It was a joy to meet you at the 2013 Puritan Reformed Conference. I enjoyed reading your practical and gospel-centered book. I especially appreciated its humble and honest tone.

Here are some of my questions for you about your book:9780310495093_30

1. How would you respond to a pastor who says that his ministry is his priority over his family? You may also want to comment on William Carey’s conviction that ministry work must come first before family responsibility.

I would tell him that he is disobeying the Word of God and the biblical calling of a pastor.  A pastor’s calling in 1 Timothy 3 is to first manage his household before the church.  I would also say that a pastor will give an account for souls (Heb. 13:17) not just in the church, but those in his family.  I would argue the account will be given first to those in his household.  A pastor’s first ministry is to his family, then the church.  Lose your family, you will lose your ministry.  

2. On page 41 you state, “Being a pastor and the wife of a pastor can indeed be a very lonely position.” Can you please elaborate your thoughts on this statement?

Most think the pastor and his wife would be the ones with the most friends in the church.  The opposite is usually the case.  Because of the position of the pastor in a church, it is hard to be transparent and open with certain folks not knowing what might later be used against him.  Many relationships are based upon those wanting to get close to the pastor for personal gain, not simply friendship.  This makes it hard for the pastor and his wife to find meaningful friendships and most pastors do not make the effort to find them outside their church.

3. What do you think is a pastor’s main problem as far as balancing his family and ministry responsibility is concerned?

The pastor’s main problem is not what he thinks it is.  It is not the demands and pressures put upon him.  The pastor’s main problem that causes an imbalance is his own sinful heart.  It is his heart that makes him desire things that would cause the ministry to become an idol to him, thus neglecting his family.  The pastor has to apply the power of the gospel to his heart struggles in the ministry to prevent family neglect.

4. What is the biblical solution to the problem mentioned in question # 3?
- - -
• [Request]:
Please continue the interview about pastors balancing family and ministry, picking up right after its final question.
- - -
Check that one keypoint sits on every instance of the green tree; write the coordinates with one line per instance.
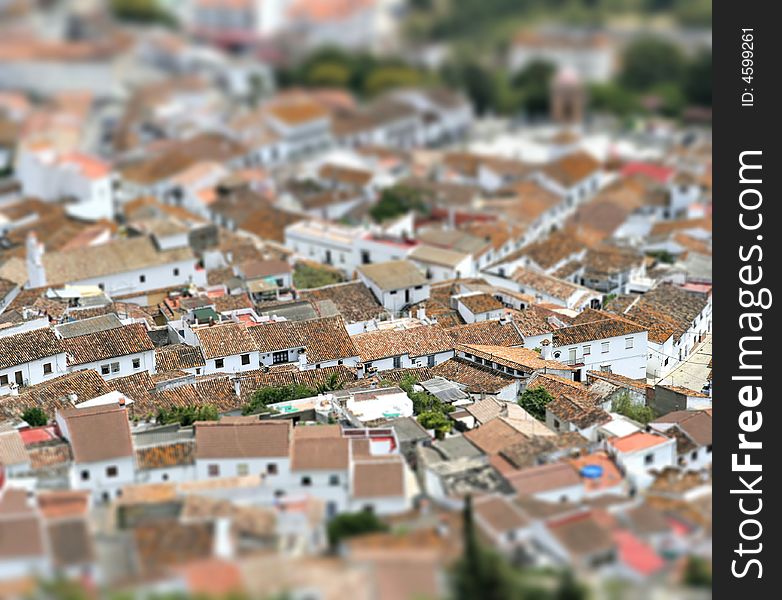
(141, 11)
(187, 415)
(396, 201)
(569, 588)
(437, 420)
(481, 573)
(697, 573)
(698, 85)
(310, 275)
(330, 74)
(649, 62)
(478, 82)
(262, 397)
(332, 383)
(35, 417)
(613, 98)
(624, 405)
(534, 85)
(387, 78)
(347, 525)
(534, 401)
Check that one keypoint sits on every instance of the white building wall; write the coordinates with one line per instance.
(99, 482)
(179, 273)
(233, 363)
(233, 467)
(32, 372)
(124, 365)
(628, 362)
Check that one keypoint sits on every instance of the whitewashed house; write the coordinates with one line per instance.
(112, 352)
(574, 177)
(424, 346)
(243, 446)
(640, 453)
(442, 264)
(122, 266)
(227, 347)
(613, 345)
(45, 174)
(29, 358)
(103, 456)
(692, 430)
(395, 284)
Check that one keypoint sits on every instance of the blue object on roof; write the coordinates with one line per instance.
(592, 471)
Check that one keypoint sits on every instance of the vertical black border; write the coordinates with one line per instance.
(738, 128)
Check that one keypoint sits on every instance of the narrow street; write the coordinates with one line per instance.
(693, 372)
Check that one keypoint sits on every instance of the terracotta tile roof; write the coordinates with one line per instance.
(572, 168)
(28, 346)
(177, 357)
(495, 436)
(637, 441)
(620, 380)
(70, 543)
(417, 341)
(582, 536)
(138, 387)
(559, 386)
(545, 478)
(249, 381)
(666, 310)
(432, 255)
(492, 332)
(210, 390)
(21, 534)
(47, 456)
(529, 201)
(530, 323)
(242, 438)
(53, 394)
(572, 409)
(531, 451)
(499, 514)
(346, 175)
(12, 449)
(166, 455)
(393, 275)
(298, 112)
(522, 359)
(164, 544)
(112, 343)
(117, 256)
(480, 303)
(478, 379)
(225, 339)
(594, 330)
(320, 453)
(99, 433)
(696, 424)
(353, 300)
(378, 479)
(484, 410)
(323, 339)
(549, 251)
(607, 260)
(533, 281)
(180, 155)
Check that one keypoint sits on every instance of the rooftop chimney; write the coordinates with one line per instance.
(545, 349)
(36, 274)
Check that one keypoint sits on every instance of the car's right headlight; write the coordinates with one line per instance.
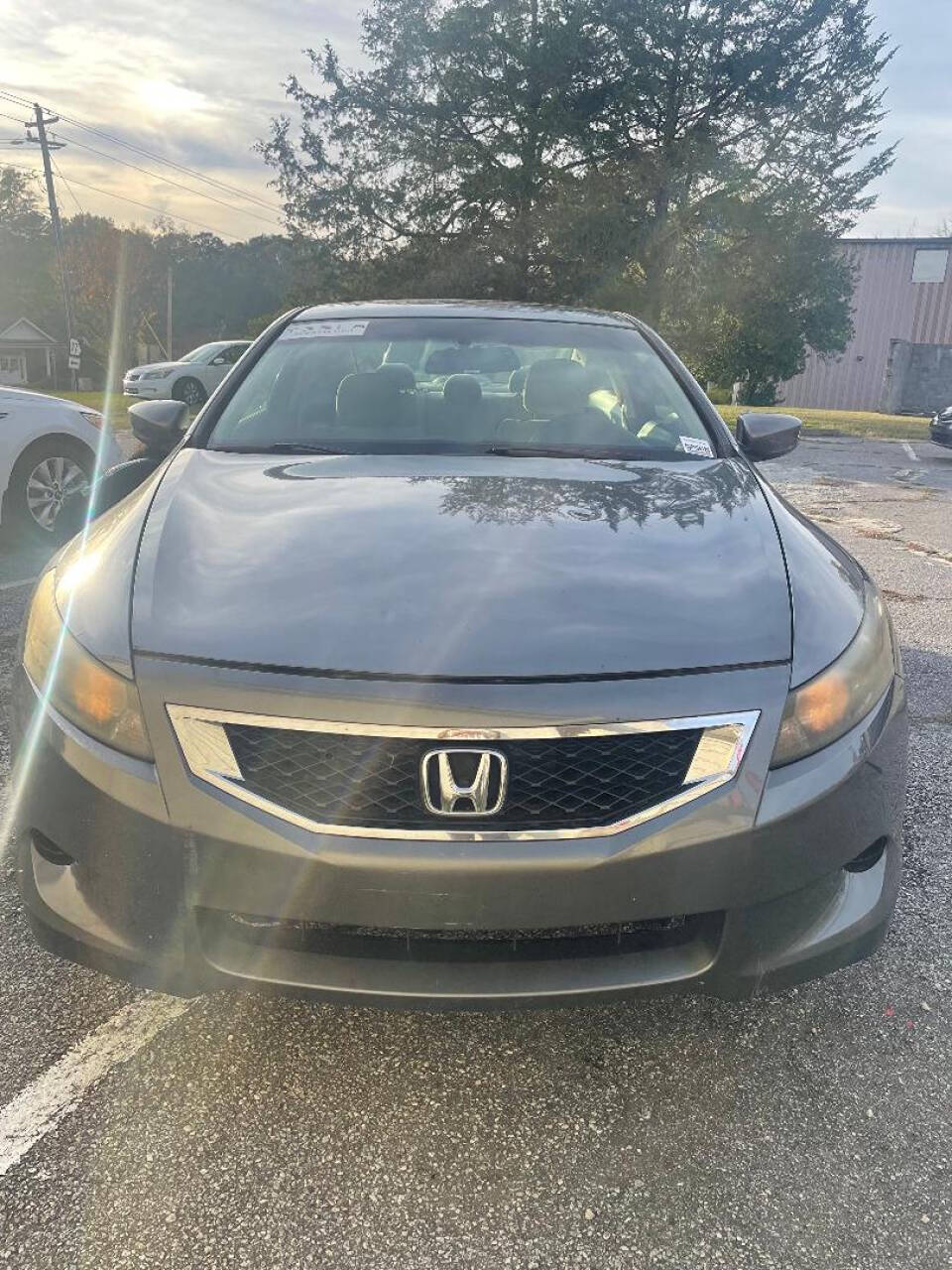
(95, 698)
(826, 706)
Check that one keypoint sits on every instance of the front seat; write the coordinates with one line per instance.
(380, 404)
(556, 398)
(465, 412)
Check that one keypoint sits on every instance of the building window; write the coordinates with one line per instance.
(929, 264)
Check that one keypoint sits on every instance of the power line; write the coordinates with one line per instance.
(149, 207)
(190, 172)
(167, 181)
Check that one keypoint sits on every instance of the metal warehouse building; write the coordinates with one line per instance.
(900, 357)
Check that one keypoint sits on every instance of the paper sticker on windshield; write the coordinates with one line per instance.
(692, 445)
(322, 329)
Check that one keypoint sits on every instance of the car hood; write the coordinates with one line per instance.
(448, 567)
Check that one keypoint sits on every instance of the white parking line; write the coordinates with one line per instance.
(60, 1089)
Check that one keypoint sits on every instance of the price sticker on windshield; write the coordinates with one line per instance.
(694, 445)
(322, 329)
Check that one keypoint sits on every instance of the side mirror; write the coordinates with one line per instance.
(767, 436)
(159, 425)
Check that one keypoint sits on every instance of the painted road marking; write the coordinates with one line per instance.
(60, 1089)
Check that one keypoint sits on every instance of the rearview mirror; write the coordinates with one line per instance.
(159, 425)
(767, 436)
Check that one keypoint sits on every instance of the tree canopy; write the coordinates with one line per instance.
(629, 153)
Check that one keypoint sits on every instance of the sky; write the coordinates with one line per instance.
(198, 82)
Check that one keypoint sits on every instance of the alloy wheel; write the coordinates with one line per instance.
(50, 483)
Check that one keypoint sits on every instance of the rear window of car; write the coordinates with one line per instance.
(461, 384)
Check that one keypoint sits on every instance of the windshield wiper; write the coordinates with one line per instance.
(281, 447)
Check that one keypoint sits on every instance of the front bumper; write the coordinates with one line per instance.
(753, 873)
(148, 389)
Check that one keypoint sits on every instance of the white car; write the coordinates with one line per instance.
(50, 448)
(191, 379)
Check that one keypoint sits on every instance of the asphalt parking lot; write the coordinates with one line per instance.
(806, 1129)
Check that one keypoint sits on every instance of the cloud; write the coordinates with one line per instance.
(200, 82)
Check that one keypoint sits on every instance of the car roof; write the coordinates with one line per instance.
(462, 309)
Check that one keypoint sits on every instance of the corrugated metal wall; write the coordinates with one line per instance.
(887, 305)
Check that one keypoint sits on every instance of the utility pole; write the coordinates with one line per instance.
(45, 148)
(168, 316)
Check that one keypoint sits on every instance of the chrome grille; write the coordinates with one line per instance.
(365, 780)
(553, 784)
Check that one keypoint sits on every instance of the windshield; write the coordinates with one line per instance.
(202, 353)
(471, 384)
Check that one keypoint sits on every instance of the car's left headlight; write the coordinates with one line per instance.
(96, 699)
(826, 706)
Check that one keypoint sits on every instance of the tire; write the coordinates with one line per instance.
(189, 391)
(45, 475)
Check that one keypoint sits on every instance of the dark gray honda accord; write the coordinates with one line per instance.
(458, 656)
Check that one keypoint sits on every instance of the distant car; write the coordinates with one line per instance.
(191, 379)
(50, 449)
(941, 429)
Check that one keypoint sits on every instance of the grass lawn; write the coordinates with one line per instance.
(856, 423)
(113, 405)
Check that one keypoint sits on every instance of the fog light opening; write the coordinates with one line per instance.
(867, 858)
(50, 851)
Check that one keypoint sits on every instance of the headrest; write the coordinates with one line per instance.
(517, 380)
(555, 386)
(366, 399)
(474, 358)
(399, 373)
(462, 390)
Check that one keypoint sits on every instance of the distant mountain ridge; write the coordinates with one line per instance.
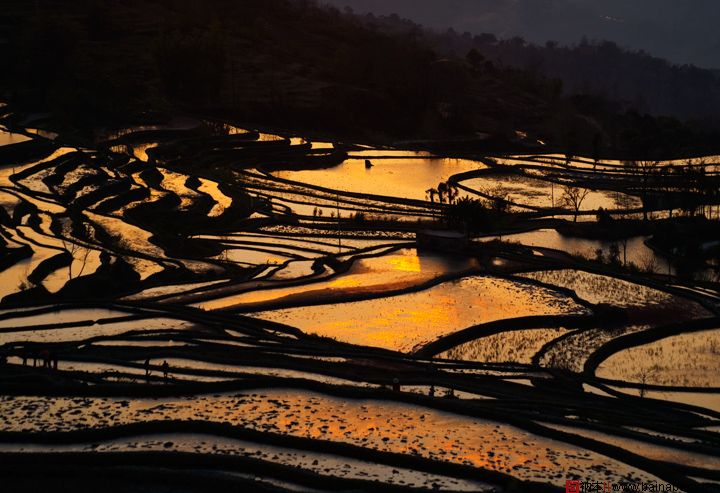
- - -
• [Task response]:
The power of the gospel not only saves us from our sins, but it also empowers us to overcome the sins of our hearts that affect our daily lives.  The pastor must identify the sinful struggles in his heart that pull him away from his family, and repent.  Then, he must turn to the Scriptures as the guide to how a pastor must conduct his life.  Scripture gives us the blueprint to the calling of a pastor (1 Timothy 3:4-5), what the pastor should be doing with his time (Heb. 13:17; 1 Peter 5:1-4), and how essential it is for a pastor to care for his wife (Eph. 5:22-33; 1 Peter 3:1-7) and shepherd his children (Eph. 6:1-4) in the midst of his life and ministry.  As the pastor ministers God’s Word, he must himself walk in it to counter the sinful temptations that lead to neglect of the family.

5. This question is for your wife Cara: In what way can a pastor’s wife best help her husband in the ministry?  

Each ministry is different, therefore what each husband needs will be different.  I can not give you a specific answer except this, ask them.  If you really want to know what your husband needs for you to do, ask him, and then be willing to hear whatever his answer may be.  I know it sounds simple, but we as women tend to think we know what our husbands need and how they need us to serve.  The truth is there may be a way that they are desiring for us to serve and we have never taken the time to ask them.

The second answer I would give is to pray for husbands.  Our husbands need our prayers.  And we need to not only pray for them but we need to tell them we are praying for them and ask in what specific ways we can pray for them better.  This does two things.  First it encourages our husbands by letting them know that we are thinking and interceding on their behalf.  Second, it allows us to see into our husbands’ hearts a bit deeper and to know more of the burdens they are carrying.  We need to be lifting them before God daily and seeking ways to encourage them as they labor both for the church and for our families.  Notice I said “we”.  That is because this is a lesson I am still learning.

6. What projects are you currently working on?

I have several books I am working on.  There is a companion with the Pastor’s Family that will be about, “The Pastor’s Ministry” which will be focused on the top 10 biblical priorities of every pastor’s ministry.  Then I am writing, co-writing, and editing 6 more books for our Practical Shepherding series, all to be published in the next two years.  Practical books on administration, caring for widows, planning and leading worship, praying for the flock, and how to comfort the grieving are some of the topics of these books.  We are very excited about all the Lord is doing with Practical Shepherding and the books that will be the foundation for our ministry for year to come, Lord willing.

Note: You can buy the book here.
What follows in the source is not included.